▶ _Work task_: Exactly reproduce the lines from the line containing "Mark the innermost point of each instance of the window" to the end of the data below, inclusive, and nothing else.

▶ _Data listing_:
*** Block opens ***
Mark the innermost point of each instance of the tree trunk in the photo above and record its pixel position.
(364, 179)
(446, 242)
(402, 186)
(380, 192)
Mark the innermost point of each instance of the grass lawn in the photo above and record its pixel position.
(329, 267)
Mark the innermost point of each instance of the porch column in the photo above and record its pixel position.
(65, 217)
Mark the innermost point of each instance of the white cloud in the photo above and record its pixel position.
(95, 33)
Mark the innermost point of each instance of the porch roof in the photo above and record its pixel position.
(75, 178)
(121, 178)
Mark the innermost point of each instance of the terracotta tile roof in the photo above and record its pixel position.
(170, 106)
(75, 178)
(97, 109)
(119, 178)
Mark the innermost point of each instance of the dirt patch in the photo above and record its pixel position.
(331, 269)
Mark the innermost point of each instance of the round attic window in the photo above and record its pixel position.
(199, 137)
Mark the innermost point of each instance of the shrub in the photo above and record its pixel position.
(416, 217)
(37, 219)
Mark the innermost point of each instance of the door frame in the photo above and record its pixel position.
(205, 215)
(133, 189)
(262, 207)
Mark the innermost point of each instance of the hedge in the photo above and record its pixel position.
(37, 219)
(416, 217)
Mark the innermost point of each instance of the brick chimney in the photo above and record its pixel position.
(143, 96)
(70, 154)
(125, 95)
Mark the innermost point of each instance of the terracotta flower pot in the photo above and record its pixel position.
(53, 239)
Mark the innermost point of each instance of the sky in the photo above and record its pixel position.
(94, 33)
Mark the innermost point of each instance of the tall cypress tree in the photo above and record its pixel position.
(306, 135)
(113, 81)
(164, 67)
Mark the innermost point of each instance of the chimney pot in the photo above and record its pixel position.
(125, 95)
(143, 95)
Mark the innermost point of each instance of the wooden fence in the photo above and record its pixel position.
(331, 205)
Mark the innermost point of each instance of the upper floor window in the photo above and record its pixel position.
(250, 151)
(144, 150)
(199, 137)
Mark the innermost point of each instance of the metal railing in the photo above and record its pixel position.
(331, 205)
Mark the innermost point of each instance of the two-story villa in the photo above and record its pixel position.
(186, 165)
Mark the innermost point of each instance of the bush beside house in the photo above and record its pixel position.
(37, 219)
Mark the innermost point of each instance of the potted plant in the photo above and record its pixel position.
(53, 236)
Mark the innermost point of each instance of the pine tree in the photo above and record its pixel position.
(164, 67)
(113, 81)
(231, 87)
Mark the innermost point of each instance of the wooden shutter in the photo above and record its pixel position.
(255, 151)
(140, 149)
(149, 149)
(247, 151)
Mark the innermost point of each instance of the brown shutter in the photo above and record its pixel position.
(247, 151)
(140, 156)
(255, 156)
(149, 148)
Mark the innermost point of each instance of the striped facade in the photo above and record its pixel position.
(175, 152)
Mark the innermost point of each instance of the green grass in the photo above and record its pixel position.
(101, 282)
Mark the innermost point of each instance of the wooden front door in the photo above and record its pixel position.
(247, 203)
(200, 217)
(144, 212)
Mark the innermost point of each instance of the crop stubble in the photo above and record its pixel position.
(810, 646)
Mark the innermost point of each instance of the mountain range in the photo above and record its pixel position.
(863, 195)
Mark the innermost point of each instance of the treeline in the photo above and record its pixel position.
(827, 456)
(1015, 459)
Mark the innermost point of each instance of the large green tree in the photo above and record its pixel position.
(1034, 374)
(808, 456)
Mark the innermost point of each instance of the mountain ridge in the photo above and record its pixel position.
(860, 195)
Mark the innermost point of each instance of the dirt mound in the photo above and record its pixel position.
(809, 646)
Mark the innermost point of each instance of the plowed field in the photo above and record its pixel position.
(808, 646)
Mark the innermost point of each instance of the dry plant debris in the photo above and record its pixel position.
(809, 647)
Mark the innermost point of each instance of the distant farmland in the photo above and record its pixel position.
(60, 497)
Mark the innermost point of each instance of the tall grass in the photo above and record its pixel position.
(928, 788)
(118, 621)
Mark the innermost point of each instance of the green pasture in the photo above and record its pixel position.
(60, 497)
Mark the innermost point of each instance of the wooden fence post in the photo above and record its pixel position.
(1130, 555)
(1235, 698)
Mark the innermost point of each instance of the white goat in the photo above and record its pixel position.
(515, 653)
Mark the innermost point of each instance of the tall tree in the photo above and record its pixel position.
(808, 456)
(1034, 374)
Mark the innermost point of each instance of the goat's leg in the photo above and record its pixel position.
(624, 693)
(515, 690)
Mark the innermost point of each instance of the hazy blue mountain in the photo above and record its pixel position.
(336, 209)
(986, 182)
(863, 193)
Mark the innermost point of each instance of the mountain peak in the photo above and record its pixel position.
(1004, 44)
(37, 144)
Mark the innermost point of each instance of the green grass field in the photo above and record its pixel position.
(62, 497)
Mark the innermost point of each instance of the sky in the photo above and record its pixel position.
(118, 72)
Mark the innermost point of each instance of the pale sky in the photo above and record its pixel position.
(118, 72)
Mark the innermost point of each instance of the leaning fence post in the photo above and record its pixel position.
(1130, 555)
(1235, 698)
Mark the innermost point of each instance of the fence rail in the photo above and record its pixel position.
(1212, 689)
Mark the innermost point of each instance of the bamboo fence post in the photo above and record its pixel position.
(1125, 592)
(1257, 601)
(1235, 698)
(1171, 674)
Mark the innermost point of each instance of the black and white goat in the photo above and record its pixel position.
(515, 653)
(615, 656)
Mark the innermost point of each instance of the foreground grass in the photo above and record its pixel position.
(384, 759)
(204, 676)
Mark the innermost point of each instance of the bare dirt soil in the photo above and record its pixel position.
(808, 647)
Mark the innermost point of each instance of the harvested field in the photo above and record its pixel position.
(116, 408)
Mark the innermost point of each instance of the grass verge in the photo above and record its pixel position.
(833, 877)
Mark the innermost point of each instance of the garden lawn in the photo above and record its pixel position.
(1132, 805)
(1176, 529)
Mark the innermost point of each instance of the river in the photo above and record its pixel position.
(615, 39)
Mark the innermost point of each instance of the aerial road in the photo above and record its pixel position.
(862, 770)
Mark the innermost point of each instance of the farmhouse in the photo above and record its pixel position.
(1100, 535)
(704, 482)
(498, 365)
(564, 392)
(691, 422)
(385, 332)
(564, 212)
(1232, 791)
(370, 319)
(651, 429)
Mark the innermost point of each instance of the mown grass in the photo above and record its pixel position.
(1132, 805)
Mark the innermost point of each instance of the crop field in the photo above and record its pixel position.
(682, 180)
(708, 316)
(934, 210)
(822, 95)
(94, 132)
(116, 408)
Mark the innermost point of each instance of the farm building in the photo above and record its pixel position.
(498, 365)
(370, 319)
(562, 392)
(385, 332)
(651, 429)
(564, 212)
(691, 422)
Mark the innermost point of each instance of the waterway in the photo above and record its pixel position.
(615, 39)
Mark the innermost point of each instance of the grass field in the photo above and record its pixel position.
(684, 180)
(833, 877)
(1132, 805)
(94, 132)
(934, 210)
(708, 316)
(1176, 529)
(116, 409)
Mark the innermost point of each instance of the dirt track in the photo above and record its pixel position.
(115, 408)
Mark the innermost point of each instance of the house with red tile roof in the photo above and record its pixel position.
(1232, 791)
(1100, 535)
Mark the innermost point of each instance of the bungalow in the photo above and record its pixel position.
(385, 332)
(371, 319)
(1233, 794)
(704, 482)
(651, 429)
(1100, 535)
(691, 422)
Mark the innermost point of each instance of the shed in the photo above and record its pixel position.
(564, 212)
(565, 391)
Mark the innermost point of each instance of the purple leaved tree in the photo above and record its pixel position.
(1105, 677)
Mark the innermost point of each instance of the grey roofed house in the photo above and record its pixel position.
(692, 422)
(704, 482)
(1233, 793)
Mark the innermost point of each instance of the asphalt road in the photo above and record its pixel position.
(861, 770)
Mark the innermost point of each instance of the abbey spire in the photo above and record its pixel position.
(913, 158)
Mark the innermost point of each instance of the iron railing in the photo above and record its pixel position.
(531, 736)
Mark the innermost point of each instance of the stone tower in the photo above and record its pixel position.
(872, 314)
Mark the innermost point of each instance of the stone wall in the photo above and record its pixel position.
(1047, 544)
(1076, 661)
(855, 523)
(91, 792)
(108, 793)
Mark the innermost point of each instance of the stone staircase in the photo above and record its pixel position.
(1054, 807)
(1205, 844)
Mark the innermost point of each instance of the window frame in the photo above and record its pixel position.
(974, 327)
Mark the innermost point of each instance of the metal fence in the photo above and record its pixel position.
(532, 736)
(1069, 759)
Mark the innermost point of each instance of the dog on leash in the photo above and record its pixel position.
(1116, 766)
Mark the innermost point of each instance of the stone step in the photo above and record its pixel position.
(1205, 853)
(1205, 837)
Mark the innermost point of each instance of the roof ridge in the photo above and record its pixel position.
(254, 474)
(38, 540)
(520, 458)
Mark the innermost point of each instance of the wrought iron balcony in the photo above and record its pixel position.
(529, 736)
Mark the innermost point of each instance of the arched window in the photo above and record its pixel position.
*** Block closes ***
▶ _Exercise response_:
Mark the innermost point of each instance of the window frame in the photo above and record its pixel position.
(974, 327)
Mark the innermost point of each instance of the metal fence in the photo above and record its pixel position.
(532, 736)
(1069, 759)
Mark the innermost point of each instance of the dog on leash in the photo above and record its pixel position.
(1116, 766)
Mark the innermost point of each instance of the stone step in the photo above and record its pixel position.
(1205, 853)
(1205, 837)
Mark the innermost point of each instance of the roof ridge in the photo above and record its pixel position.
(254, 474)
(38, 540)
(520, 458)
Mark the innermost point of each instance of the wrought iron balcony in the photo above and record its pixel position.
(529, 736)
Mark the innermost point of each instance of the arched window in the photo above and record its pixel position.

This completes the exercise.